WHAT TO WORK ON >>
Begin at the line that contains "of the parked" and repeat every line from there to the end of the records below, inclusive, without adding any other line.

[Dataset records]
· · · ·
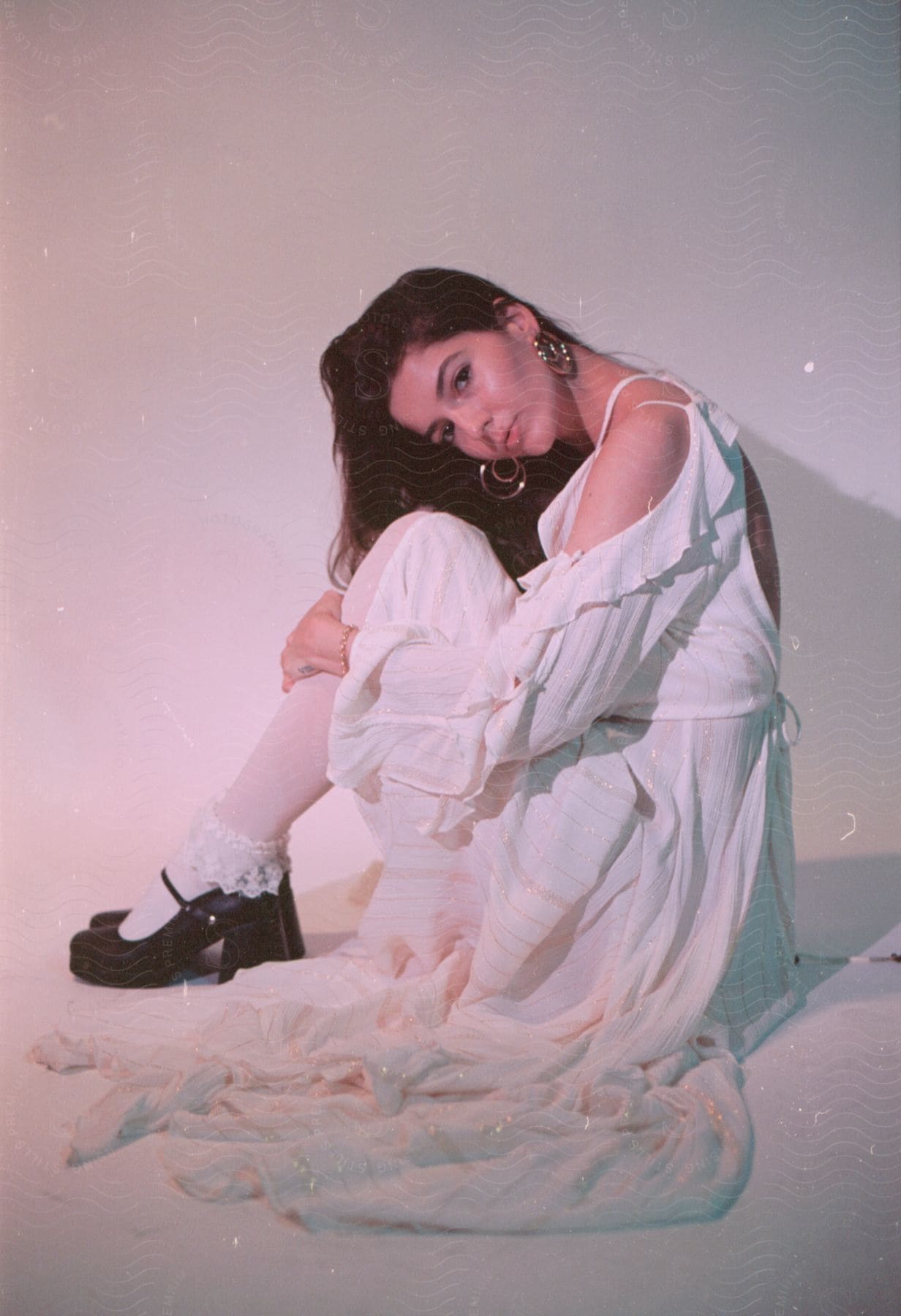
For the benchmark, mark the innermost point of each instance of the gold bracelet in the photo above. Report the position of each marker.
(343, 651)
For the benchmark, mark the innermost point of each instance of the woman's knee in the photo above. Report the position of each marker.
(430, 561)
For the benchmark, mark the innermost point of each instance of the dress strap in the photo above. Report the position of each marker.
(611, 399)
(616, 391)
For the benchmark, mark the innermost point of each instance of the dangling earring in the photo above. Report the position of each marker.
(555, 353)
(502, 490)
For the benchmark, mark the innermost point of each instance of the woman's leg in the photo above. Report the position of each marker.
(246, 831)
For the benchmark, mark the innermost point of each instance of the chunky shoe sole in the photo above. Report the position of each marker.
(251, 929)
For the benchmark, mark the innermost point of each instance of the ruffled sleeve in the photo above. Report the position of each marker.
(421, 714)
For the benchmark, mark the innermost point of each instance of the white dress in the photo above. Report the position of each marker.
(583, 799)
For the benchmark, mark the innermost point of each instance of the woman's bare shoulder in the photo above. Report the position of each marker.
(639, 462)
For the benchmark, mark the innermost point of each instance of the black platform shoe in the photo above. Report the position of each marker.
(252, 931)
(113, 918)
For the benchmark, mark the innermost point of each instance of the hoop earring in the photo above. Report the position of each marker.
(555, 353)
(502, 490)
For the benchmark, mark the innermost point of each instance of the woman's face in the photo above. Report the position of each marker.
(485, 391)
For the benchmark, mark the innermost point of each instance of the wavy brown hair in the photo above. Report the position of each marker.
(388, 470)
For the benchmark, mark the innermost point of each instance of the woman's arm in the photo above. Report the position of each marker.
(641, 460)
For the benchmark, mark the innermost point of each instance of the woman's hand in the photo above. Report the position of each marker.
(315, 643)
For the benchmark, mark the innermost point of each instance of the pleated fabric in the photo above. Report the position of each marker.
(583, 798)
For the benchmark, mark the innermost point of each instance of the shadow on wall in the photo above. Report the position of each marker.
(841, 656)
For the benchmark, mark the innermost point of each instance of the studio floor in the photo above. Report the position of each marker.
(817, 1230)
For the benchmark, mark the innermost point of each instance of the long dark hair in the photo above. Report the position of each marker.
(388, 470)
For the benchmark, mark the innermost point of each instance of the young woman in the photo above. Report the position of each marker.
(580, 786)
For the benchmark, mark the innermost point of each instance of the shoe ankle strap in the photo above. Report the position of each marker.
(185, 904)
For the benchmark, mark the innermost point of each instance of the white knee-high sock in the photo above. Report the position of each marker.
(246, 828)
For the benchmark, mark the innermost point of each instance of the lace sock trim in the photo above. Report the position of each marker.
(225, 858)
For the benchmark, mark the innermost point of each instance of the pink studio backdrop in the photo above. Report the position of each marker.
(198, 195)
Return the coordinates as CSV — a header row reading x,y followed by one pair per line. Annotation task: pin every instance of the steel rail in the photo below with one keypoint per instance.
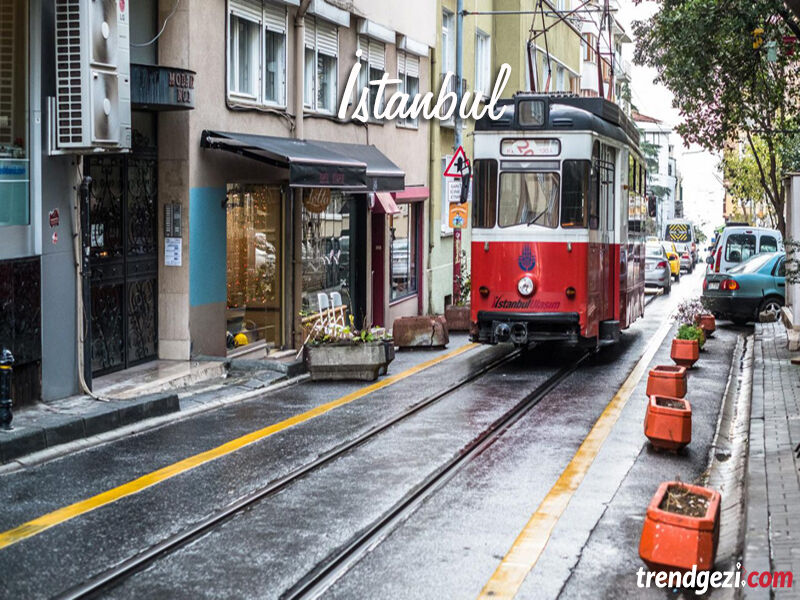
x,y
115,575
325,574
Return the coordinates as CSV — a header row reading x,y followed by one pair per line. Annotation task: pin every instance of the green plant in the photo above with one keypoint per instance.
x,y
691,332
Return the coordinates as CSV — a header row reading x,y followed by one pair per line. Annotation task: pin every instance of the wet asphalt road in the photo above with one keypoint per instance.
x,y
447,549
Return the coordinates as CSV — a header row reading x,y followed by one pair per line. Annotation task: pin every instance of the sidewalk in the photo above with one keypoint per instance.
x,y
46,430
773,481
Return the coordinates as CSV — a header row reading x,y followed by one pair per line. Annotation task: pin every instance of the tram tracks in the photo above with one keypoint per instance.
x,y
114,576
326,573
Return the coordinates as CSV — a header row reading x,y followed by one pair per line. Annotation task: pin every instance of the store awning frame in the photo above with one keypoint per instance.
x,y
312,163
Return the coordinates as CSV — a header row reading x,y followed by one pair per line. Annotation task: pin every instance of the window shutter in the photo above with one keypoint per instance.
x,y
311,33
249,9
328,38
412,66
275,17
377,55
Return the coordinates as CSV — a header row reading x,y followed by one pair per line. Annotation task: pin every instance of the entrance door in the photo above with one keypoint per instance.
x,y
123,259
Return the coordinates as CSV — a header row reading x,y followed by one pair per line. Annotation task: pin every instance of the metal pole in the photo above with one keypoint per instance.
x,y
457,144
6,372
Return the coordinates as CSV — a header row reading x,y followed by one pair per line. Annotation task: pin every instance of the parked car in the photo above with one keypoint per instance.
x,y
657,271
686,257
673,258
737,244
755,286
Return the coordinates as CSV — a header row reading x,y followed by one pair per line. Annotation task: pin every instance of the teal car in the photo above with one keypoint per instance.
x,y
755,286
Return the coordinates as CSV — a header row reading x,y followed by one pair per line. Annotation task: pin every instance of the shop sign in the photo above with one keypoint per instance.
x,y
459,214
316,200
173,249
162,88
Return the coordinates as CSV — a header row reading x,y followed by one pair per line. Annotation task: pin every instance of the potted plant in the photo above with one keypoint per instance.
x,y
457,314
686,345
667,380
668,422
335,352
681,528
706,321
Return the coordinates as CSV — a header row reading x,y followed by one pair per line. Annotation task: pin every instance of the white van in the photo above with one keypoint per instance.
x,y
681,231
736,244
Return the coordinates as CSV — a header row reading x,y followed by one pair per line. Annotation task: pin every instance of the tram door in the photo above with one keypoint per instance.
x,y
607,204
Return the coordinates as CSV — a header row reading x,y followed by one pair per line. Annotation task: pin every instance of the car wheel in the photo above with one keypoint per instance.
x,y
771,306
· · · ·
ANSWER TO THE TASK >>
Return the coordinates as CSV — a header row reading x,y followed by one pair per line. Annotation task: pin every instance of the parked car in the photo above with one keypoint per instance.
x,y
657,271
686,257
673,258
737,244
755,286
Return the coordinates as CSV — a header row reading x,y followed by one pair per line. Annotation task: pin every instance of the teal car in the photo above with one keypoint per instance.
x,y
755,286
Return the coordinates as CSV — a header row reading x,y followed by one pair per line. Annotation task: pin every instance of the shop sign in the photo above with one keypoint per instance.
x,y
459,214
316,200
173,249
162,88
Return the coordinates as CSV — a header row reading x,y followed by one pair per line. Annotation task: pin every instance of the potted plant in the photo above with one keypoint per instance.
x,y
457,314
686,345
667,380
668,422
335,352
681,528
706,321
Return the coordinates as CSV — a header row reading x,y followed by one pair per line. Annotation task: pin every instance of the white van in the photo above with one keypoint per instance.
x,y
681,231
736,244
Return the coordinates as CSV — a header row reading x,y followed by one pair per line. Annotation task: pin every instance of the tram door in the photo above with one keypoint per instance.
x,y
607,204
Return the coordinates as CSV — a header row reading x,y followed by one pair per line. Annotation task: pin every instance of the car wheel in the photo above with one keypoint per instance.
x,y
771,306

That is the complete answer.